- Set task -
Include in the output the line containing "Verify that every instance of the green" and each subsequent line of the records, through the end, transcribed exactly. Add nothing else.

(Point-based annotation data)

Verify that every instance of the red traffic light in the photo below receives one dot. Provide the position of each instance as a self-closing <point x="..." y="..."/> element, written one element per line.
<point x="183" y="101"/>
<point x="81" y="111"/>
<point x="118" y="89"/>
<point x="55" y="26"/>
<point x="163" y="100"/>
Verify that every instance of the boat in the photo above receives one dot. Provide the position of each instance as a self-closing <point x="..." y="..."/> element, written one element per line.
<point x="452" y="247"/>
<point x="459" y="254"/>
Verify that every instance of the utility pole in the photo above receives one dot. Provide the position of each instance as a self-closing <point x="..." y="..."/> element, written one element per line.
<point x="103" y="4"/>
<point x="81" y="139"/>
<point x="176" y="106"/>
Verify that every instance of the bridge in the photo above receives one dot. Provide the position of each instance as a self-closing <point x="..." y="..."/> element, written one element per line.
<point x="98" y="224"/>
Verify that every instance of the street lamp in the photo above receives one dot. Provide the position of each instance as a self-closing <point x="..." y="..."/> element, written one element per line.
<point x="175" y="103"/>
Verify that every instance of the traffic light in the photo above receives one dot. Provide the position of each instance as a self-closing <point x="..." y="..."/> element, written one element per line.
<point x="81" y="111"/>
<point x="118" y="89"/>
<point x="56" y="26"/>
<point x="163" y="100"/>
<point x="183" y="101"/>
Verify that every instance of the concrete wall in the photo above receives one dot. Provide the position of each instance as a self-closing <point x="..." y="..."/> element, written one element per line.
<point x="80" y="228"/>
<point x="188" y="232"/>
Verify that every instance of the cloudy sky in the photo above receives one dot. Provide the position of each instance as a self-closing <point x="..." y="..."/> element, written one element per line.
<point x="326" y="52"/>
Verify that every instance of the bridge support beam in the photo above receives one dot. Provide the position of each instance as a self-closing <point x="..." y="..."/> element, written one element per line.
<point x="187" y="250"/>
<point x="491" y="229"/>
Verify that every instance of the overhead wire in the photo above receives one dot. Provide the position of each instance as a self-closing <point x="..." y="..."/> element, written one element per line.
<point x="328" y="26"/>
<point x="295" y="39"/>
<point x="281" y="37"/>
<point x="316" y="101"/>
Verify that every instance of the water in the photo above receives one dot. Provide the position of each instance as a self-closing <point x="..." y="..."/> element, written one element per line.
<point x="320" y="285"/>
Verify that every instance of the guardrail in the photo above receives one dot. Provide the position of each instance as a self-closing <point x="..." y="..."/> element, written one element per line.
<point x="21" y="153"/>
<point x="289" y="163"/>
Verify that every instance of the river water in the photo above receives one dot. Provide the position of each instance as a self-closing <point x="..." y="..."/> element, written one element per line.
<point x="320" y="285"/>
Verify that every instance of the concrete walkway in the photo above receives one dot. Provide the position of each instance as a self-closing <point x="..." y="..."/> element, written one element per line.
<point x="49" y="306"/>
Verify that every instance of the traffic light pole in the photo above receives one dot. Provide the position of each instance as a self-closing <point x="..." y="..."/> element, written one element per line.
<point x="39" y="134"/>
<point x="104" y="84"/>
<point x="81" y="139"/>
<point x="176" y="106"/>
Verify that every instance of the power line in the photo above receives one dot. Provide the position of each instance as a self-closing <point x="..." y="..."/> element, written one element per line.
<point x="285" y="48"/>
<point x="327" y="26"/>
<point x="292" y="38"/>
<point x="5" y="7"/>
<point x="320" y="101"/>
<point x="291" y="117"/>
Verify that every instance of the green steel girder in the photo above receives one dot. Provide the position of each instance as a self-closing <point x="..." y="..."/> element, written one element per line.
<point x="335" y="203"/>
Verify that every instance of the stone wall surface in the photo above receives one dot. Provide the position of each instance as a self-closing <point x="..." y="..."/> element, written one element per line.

- Solution for this task -
Verify that every instance of the green steel girder in the photo above receives one dot. Provide the position of each instance as a self-closing <point x="..." y="..."/> element, written one element per line.
<point x="335" y="203"/>
Verify that every instance of the stone wall surface in the photo above receives one dot. Provide the position of each instance as a self-closing <point x="..." y="..."/> element, written one element per line.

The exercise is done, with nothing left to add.